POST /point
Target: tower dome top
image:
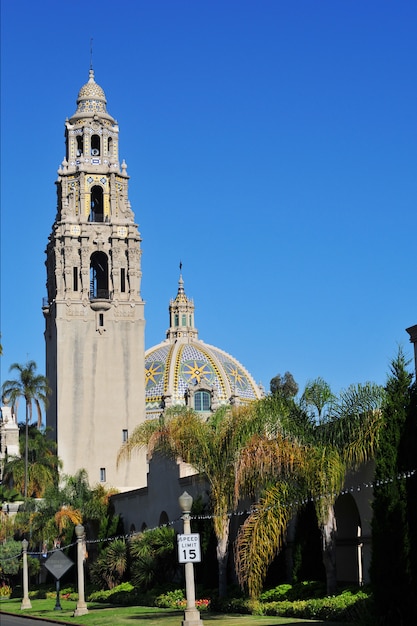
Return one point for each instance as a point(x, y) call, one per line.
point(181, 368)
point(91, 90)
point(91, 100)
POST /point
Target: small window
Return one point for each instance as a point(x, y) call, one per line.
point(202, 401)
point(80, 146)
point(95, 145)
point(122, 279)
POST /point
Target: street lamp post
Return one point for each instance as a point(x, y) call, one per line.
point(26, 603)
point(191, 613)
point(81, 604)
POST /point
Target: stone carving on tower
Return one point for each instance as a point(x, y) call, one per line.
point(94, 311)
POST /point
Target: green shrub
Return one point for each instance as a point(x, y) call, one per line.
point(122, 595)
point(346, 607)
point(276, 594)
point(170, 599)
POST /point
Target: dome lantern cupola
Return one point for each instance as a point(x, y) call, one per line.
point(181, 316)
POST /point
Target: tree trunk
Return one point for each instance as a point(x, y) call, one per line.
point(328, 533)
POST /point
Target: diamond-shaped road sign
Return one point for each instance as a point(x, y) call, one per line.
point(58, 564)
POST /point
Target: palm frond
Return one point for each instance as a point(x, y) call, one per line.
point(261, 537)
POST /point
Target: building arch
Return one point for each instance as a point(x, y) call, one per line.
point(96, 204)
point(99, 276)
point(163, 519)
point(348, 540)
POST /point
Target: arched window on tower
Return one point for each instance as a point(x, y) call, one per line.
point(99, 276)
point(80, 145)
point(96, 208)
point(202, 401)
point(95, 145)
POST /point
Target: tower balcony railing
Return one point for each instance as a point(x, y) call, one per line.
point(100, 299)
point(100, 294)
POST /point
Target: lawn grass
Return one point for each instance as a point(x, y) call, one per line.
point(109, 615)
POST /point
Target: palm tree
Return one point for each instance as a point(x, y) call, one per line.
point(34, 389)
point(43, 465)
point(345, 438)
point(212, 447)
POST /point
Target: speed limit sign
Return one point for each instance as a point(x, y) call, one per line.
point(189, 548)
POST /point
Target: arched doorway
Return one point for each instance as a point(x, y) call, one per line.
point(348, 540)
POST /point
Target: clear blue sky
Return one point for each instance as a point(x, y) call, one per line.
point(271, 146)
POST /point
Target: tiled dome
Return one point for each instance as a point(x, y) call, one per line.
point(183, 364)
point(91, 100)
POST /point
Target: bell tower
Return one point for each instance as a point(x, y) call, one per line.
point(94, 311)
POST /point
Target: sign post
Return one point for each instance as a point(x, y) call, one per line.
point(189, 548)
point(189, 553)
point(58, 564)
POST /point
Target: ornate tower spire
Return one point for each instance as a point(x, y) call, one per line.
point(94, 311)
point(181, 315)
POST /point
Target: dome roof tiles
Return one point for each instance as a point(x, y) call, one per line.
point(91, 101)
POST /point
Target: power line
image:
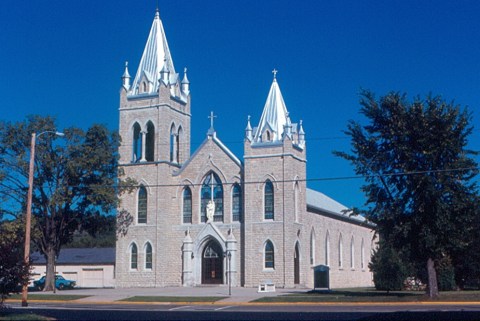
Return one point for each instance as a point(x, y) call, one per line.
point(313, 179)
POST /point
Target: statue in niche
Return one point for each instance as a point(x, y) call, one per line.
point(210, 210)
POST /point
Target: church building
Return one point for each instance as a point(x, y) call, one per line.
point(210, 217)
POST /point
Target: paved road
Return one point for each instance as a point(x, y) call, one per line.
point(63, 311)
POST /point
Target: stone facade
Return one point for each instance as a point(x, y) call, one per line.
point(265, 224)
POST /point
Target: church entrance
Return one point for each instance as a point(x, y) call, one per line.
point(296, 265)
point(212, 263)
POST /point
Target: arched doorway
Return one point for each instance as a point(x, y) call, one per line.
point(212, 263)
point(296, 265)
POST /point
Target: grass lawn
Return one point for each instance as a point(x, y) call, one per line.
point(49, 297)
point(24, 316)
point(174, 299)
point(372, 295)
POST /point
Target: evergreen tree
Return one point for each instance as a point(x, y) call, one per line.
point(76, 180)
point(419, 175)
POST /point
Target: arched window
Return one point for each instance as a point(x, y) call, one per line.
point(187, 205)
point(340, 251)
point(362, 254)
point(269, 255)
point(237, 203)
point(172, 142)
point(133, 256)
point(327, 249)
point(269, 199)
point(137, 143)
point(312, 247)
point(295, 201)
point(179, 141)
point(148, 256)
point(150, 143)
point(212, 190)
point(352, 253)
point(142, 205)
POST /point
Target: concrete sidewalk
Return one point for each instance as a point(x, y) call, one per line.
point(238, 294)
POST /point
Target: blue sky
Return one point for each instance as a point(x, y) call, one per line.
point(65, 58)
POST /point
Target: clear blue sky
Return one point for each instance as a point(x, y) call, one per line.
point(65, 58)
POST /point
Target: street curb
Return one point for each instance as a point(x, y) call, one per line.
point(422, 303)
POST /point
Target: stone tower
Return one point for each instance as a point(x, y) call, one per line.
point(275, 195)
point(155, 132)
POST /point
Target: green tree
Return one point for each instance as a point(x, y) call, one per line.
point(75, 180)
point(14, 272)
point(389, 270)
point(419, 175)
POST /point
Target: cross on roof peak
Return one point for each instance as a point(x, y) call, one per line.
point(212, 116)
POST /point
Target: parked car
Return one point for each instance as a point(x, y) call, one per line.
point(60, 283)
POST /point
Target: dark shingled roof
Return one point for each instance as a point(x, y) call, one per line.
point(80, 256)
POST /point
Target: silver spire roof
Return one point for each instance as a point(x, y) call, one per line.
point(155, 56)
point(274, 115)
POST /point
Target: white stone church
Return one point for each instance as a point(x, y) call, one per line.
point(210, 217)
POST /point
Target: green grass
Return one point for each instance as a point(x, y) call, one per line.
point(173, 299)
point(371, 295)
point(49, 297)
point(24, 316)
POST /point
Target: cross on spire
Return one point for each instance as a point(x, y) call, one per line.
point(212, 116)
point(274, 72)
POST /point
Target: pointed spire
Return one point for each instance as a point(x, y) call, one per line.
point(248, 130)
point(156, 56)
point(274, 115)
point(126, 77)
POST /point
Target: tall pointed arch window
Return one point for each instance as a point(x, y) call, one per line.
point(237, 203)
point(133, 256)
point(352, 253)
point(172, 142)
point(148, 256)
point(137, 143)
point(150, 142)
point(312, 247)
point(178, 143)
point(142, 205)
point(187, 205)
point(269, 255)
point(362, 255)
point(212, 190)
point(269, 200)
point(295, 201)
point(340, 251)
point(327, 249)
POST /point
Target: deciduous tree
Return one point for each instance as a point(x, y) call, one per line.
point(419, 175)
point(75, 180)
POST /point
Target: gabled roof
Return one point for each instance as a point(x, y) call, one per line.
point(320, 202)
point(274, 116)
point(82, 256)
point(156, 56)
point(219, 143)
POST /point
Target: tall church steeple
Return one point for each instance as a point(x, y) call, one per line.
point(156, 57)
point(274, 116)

□ □ □ □ □

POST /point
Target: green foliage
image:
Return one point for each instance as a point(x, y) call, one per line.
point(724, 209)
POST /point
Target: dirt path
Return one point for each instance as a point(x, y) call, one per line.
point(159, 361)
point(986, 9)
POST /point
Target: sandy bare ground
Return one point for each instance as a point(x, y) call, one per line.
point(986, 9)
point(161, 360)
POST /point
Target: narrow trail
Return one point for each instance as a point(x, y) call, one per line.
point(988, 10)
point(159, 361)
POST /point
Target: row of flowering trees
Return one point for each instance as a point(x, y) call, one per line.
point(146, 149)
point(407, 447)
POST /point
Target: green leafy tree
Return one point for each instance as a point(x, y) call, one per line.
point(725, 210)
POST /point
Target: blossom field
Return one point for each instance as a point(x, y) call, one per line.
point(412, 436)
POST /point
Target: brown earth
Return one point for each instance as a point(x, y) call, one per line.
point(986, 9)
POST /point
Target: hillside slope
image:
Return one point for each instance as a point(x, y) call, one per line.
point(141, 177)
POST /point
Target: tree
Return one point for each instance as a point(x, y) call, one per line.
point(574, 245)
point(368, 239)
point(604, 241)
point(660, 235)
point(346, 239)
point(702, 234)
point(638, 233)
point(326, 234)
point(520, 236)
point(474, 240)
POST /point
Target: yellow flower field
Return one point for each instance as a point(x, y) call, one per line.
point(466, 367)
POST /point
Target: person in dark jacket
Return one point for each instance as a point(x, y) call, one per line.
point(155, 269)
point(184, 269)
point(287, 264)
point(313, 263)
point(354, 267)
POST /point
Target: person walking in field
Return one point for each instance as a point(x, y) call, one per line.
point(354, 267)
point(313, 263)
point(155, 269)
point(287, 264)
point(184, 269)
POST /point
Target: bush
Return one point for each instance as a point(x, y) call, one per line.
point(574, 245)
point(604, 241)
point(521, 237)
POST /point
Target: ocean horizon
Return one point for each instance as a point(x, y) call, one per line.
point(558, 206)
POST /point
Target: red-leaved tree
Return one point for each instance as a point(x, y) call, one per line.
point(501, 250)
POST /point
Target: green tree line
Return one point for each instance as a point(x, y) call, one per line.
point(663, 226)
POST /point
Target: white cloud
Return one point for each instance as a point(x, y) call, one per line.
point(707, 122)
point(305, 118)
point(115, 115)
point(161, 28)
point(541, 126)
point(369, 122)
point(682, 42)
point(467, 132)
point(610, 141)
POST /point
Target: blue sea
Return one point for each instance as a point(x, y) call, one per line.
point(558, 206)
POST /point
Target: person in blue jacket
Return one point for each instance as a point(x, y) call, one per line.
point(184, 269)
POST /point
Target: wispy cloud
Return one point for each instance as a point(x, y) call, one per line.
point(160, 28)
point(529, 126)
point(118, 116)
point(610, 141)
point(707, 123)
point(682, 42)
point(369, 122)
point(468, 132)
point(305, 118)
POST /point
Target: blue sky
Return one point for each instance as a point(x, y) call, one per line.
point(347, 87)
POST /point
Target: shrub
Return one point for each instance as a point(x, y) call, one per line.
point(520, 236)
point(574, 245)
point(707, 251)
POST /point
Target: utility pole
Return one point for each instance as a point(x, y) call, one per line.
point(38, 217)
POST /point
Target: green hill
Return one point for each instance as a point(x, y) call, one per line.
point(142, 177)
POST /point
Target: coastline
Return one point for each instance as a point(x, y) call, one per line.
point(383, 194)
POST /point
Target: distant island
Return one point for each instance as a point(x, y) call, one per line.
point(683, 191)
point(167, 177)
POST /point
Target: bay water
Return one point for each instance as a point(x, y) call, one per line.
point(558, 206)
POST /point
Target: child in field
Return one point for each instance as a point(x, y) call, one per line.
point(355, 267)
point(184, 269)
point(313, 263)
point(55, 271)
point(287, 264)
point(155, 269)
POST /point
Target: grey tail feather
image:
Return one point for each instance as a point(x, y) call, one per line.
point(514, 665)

□ □ □ □ □

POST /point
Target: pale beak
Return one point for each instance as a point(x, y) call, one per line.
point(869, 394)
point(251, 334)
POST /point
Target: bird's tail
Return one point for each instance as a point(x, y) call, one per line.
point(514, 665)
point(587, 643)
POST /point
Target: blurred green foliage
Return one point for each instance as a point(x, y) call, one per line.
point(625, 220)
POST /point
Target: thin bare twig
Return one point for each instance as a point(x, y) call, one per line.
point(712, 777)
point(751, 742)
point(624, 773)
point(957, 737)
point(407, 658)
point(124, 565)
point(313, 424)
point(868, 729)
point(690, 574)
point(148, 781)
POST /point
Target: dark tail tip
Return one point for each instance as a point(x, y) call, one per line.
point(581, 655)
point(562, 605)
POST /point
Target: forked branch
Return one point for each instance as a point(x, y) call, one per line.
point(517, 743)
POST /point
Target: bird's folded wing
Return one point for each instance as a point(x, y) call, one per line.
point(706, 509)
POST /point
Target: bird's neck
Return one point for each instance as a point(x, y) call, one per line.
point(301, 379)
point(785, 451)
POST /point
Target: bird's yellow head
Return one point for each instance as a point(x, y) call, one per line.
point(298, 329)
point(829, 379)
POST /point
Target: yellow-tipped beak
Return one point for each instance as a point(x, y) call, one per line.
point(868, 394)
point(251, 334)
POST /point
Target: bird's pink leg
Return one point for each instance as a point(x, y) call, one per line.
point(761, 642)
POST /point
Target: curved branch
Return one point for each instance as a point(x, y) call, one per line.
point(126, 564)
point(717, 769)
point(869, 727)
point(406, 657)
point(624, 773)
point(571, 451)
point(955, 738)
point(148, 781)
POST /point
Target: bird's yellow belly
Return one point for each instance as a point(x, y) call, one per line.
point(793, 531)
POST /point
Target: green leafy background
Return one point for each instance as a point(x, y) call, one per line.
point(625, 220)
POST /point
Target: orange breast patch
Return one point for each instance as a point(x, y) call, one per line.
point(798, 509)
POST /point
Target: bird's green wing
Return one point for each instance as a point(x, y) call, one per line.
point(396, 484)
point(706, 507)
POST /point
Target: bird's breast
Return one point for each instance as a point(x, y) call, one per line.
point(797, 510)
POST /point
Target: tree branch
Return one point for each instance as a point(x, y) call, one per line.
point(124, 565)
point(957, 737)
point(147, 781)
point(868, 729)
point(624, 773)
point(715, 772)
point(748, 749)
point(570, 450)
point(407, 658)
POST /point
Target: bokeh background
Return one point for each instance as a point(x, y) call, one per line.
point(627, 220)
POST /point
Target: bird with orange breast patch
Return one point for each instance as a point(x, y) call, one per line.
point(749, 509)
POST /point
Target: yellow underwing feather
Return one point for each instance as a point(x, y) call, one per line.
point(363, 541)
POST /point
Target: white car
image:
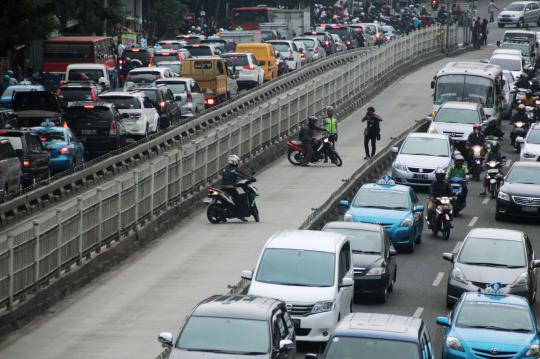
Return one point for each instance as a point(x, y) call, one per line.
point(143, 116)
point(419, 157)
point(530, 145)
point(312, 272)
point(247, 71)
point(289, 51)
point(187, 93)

□ □ □ □ □

▶ [Task to carry out]
Reproduce each line of the material in which the string "field" occurs.

▶ [Written solution]
Target: blossom field
Target: yellow flower field
Target: person walking in field
Target: child in field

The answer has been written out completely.